◆ **WORK REQUIRED**: Quote the rows from the line containing "Looking at the screenshot above, point me to the orange" through the line containing "[0, 0, 157, 253]", both included, word for word.
☆ ☆ ☆ ☆ ☆
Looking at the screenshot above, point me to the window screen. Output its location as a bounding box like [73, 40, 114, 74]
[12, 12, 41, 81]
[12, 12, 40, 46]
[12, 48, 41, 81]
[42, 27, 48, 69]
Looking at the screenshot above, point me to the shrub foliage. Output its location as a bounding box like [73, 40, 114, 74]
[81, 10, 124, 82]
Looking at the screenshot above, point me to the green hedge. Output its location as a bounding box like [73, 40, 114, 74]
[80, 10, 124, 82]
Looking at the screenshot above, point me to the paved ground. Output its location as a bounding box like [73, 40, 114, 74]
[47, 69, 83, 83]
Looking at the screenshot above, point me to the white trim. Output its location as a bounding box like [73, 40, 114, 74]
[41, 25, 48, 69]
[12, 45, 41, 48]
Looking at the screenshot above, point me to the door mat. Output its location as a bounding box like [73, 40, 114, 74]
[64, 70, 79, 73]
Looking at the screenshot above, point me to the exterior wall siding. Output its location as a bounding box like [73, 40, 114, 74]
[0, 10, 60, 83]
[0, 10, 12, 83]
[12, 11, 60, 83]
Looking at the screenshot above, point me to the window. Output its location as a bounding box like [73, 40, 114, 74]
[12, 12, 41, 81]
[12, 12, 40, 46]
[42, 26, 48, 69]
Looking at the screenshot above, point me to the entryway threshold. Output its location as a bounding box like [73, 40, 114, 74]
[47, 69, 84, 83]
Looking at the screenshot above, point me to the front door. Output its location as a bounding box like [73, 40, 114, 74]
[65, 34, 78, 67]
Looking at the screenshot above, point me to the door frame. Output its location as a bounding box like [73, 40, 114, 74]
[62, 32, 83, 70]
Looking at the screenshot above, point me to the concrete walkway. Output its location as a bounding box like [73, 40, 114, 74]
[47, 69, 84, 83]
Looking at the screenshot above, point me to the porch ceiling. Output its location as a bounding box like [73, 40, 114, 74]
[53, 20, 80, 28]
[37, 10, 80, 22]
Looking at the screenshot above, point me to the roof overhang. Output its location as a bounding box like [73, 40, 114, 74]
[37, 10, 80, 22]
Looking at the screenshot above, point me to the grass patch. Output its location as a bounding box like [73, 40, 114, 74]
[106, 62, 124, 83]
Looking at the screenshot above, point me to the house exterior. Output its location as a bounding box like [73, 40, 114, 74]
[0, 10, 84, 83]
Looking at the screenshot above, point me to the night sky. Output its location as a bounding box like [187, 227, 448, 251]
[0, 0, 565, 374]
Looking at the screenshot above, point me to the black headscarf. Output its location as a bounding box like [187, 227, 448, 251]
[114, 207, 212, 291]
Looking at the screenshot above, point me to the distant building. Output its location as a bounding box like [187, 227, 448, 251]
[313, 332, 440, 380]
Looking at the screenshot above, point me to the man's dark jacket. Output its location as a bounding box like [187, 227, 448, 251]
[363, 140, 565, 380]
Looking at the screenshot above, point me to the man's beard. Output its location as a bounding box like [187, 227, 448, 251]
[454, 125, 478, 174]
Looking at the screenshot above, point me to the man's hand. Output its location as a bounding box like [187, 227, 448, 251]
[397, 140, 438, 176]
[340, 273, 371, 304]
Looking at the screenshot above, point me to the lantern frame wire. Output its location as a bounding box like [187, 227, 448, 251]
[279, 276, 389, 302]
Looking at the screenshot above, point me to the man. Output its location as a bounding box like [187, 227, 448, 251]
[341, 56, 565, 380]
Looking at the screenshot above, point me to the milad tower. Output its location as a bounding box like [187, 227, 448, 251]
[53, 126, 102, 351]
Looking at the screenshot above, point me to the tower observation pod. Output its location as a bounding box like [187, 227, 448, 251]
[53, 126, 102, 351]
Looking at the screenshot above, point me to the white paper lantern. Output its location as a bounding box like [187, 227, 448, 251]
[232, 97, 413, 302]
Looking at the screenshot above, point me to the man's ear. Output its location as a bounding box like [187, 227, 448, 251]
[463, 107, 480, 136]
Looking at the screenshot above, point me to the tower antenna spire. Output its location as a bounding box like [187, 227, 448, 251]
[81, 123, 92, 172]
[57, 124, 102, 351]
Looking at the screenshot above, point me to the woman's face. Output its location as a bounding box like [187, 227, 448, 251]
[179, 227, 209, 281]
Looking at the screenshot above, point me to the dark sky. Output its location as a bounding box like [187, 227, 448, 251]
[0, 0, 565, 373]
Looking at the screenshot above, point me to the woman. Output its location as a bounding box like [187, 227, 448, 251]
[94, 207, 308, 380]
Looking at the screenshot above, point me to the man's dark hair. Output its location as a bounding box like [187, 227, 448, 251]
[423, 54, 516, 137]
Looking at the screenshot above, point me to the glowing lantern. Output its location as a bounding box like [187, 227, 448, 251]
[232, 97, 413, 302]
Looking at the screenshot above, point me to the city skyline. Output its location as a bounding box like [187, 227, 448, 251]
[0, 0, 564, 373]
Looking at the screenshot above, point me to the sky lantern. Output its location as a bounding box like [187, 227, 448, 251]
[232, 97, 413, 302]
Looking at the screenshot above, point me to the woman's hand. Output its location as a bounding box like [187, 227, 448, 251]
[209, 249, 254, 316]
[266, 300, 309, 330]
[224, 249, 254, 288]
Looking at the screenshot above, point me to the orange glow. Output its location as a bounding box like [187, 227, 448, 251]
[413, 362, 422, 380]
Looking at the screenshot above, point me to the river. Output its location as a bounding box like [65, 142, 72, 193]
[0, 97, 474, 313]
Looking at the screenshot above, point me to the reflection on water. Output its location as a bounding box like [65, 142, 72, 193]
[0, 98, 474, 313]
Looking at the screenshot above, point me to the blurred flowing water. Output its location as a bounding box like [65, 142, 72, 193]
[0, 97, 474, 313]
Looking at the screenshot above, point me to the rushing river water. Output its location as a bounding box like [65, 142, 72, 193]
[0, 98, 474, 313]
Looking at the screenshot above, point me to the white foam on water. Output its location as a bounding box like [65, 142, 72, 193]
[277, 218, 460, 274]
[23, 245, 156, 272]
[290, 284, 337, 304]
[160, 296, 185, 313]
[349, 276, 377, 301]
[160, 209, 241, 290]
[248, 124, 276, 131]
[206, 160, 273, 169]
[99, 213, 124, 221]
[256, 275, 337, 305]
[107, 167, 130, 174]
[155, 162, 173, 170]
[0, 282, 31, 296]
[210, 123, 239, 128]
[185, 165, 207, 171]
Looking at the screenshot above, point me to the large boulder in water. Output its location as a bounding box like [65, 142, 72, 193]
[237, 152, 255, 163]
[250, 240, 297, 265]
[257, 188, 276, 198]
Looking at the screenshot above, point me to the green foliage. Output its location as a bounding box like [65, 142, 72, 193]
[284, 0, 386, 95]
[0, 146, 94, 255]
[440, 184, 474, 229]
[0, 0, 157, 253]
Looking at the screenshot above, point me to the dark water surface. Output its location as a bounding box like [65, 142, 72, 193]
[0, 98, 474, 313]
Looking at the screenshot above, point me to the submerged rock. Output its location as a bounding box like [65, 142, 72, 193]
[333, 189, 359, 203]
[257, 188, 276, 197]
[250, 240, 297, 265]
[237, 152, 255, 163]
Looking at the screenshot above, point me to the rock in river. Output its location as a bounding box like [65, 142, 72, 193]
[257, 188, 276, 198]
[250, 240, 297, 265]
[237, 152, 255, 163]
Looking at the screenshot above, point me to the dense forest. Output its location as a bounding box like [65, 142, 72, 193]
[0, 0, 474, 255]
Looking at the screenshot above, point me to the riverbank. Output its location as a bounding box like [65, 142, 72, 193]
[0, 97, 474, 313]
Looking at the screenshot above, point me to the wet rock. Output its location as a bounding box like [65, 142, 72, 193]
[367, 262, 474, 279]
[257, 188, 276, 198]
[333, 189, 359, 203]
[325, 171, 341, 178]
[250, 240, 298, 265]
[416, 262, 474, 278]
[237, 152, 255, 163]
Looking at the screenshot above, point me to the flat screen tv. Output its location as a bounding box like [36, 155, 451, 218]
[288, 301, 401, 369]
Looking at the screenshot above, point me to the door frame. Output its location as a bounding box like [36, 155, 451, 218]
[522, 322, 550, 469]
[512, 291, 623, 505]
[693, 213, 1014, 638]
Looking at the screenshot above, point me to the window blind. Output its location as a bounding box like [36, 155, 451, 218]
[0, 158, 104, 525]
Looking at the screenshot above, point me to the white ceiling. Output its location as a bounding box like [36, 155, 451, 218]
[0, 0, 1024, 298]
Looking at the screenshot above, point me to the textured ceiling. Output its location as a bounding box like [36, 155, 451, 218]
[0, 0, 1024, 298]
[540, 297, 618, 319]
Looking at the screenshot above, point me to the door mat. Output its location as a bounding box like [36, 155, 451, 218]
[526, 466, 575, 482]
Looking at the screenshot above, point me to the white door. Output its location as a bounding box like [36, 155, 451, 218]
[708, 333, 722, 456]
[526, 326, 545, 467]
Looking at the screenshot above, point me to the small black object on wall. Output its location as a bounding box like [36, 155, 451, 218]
☆ ☆ ☆ ☆ ☆
◆ **SOLVED PROBLEM**:
Looking at the screenshot above, point me to the orange glow. Output its location as a bounding box like [187, 227, 448, 251]
[413, 362, 422, 380]
Looking at the screenshot above, point me to the river. Output its location as a bounding box like [65, 142, 72, 193]
[0, 97, 474, 313]
Looking at the screenshot above, point me to the reflection on water. Output its location as a bounding box like [65, 142, 72, 193]
[0, 98, 474, 313]
Looking at the screenshot above, point me to the blurred flowing water. Output its location as a bounding box like [65, 142, 72, 193]
[0, 97, 474, 313]
Looking at the screenshot above, point me to the rushing river water. Output its location as a bounding box like [65, 142, 72, 193]
[0, 98, 474, 313]
Looking at the screenshot above, point me to the white foam on water. Output its location as a bounding box like [65, 142, 72, 193]
[277, 218, 460, 274]
[23, 245, 156, 272]
[290, 284, 337, 304]
[160, 296, 185, 313]
[349, 276, 377, 301]
[160, 209, 241, 290]
[248, 124, 276, 131]
[206, 160, 273, 169]
[99, 213, 124, 221]
[256, 275, 337, 305]
[107, 167, 130, 174]
[155, 162, 173, 170]
[0, 282, 31, 296]
[210, 123, 239, 128]
[185, 165, 207, 171]
Looking at the screenshot above, point me to the large boulder in water. Output its location as a bounding box like [65, 142, 72, 193]
[237, 152, 255, 163]
[250, 240, 297, 265]
[257, 188, 276, 198]
Looking at the screenshot above, point me to the green foliage. Output its location as a bounding box like [65, 142, 72, 193]
[284, 0, 386, 95]
[0, 146, 94, 255]
[440, 184, 474, 229]
[0, 0, 157, 253]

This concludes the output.